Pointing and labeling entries
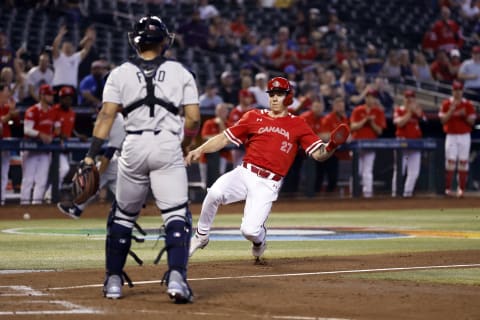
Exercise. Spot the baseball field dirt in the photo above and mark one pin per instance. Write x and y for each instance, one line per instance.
(307, 288)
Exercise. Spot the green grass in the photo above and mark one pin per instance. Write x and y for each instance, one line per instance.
(29, 251)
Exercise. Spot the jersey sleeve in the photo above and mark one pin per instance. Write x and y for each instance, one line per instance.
(238, 133)
(111, 91)
(308, 139)
(190, 91)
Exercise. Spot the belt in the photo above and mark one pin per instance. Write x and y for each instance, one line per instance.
(155, 132)
(263, 173)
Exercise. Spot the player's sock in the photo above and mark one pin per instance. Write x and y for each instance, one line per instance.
(448, 179)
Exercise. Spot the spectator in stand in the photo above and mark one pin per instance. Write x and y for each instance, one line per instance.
(211, 128)
(8, 112)
(309, 80)
(38, 126)
(284, 53)
(209, 100)
(354, 62)
(328, 124)
(441, 68)
(38, 75)
(458, 117)
(245, 98)
(221, 39)
(207, 11)
(367, 122)
(373, 63)
(470, 71)
(260, 90)
(358, 95)
(391, 68)
(470, 10)
(91, 87)
(446, 32)
(406, 71)
(66, 61)
(420, 68)
(306, 53)
(406, 118)
(7, 54)
(194, 33)
(85, 66)
(238, 27)
(455, 63)
(228, 89)
(385, 94)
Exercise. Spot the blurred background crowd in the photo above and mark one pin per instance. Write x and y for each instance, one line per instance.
(330, 51)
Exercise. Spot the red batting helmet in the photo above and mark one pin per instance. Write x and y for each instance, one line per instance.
(281, 84)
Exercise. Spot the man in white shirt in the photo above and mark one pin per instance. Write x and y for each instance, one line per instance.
(66, 60)
(259, 90)
(39, 75)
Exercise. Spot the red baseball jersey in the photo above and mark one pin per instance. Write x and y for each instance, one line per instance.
(272, 143)
(4, 110)
(236, 114)
(332, 120)
(210, 128)
(411, 130)
(43, 119)
(366, 132)
(313, 121)
(457, 123)
(66, 119)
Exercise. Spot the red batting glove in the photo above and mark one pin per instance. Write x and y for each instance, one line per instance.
(338, 136)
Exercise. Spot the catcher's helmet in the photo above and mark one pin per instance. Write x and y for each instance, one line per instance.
(150, 30)
(280, 84)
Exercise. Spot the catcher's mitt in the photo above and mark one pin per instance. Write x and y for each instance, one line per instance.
(85, 182)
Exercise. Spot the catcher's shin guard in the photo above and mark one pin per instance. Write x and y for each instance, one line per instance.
(178, 230)
(119, 239)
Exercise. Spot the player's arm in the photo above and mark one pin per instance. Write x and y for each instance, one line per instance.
(104, 123)
(192, 124)
(214, 144)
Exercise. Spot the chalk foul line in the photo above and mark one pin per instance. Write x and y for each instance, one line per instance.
(281, 275)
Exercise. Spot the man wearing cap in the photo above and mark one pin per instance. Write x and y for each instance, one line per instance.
(261, 97)
(457, 115)
(91, 87)
(406, 118)
(38, 126)
(470, 71)
(367, 122)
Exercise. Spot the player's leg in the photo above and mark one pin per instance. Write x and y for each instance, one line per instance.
(412, 160)
(261, 194)
(41, 177)
(28, 174)
(451, 154)
(5, 167)
(464, 142)
(368, 159)
(131, 190)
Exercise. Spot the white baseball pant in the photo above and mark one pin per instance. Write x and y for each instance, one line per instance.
(237, 185)
(411, 160)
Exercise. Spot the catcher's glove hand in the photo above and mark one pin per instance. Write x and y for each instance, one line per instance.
(85, 182)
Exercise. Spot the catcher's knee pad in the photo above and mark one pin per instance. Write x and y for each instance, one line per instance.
(178, 230)
(119, 239)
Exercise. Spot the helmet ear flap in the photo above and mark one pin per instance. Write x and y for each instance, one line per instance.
(288, 98)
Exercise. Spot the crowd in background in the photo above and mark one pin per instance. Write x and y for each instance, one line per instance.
(313, 51)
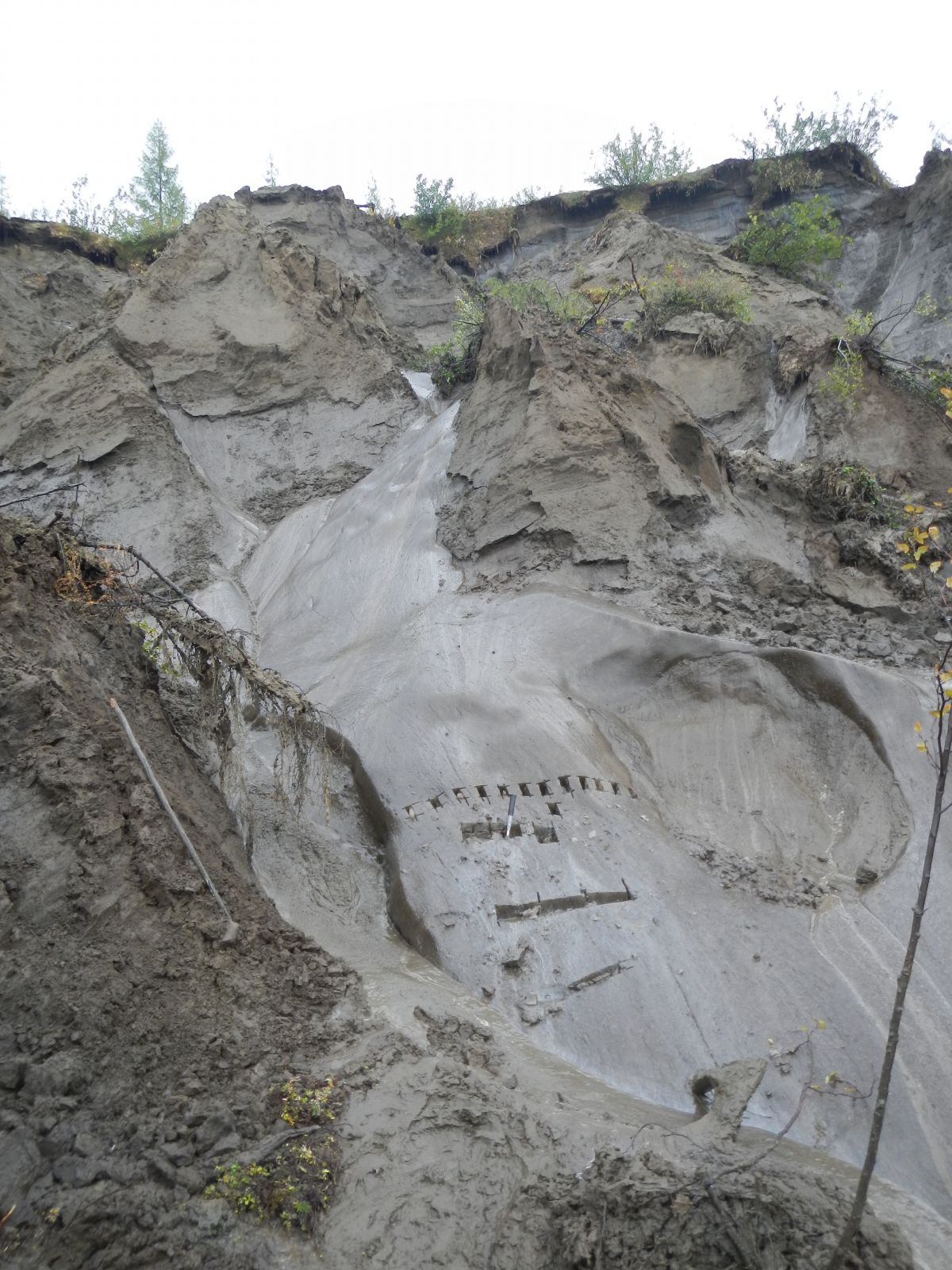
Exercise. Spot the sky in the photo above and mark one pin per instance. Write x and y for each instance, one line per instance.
(499, 97)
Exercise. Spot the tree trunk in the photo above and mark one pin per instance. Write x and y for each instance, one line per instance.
(898, 1005)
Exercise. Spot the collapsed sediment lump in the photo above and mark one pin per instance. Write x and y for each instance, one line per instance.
(636, 581)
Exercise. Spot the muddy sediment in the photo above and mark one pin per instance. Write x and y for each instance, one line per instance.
(620, 581)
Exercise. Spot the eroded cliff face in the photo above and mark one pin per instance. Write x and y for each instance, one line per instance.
(611, 579)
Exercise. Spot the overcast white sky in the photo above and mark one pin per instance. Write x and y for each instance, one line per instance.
(497, 95)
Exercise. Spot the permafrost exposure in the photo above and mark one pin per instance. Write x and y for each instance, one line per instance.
(611, 578)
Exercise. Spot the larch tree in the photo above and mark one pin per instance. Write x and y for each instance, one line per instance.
(158, 197)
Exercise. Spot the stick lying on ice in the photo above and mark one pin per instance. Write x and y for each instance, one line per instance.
(232, 929)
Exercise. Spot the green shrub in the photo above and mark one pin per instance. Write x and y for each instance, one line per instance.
(844, 380)
(681, 292)
(860, 126)
(294, 1184)
(784, 175)
(643, 158)
(455, 361)
(793, 237)
(432, 200)
(541, 296)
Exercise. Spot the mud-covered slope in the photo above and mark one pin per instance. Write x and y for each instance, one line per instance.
(48, 287)
(619, 579)
(244, 375)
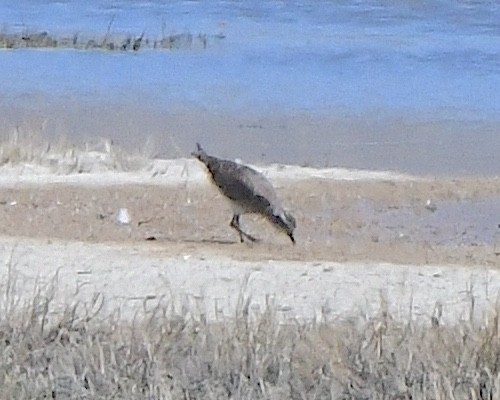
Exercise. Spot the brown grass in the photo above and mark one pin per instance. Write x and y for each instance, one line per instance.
(169, 353)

AIM
Leave out every picture, and copy exactly the lines from the line that contains "Exercise. Spot the green shrub" through the end of the material.

EXERCISE RESPONSE
Exercise. Spot the green shrub in the photo above and mark one pin per instance. Write x and y for each instance, one line per instance.
(844, 380)
(681, 292)
(860, 126)
(294, 1184)
(784, 175)
(643, 158)
(455, 361)
(793, 237)
(432, 200)
(541, 296)
Exercise. Spot the mud-covered slope in the photo above and mark one pin per instance. Write x and y for each instance, one line per instance.
(48, 287)
(619, 579)
(244, 375)
Exercise. Spot the brown grass in the photo above and mark one pin per instance. Write x and y for each instance, one line per instance.
(169, 353)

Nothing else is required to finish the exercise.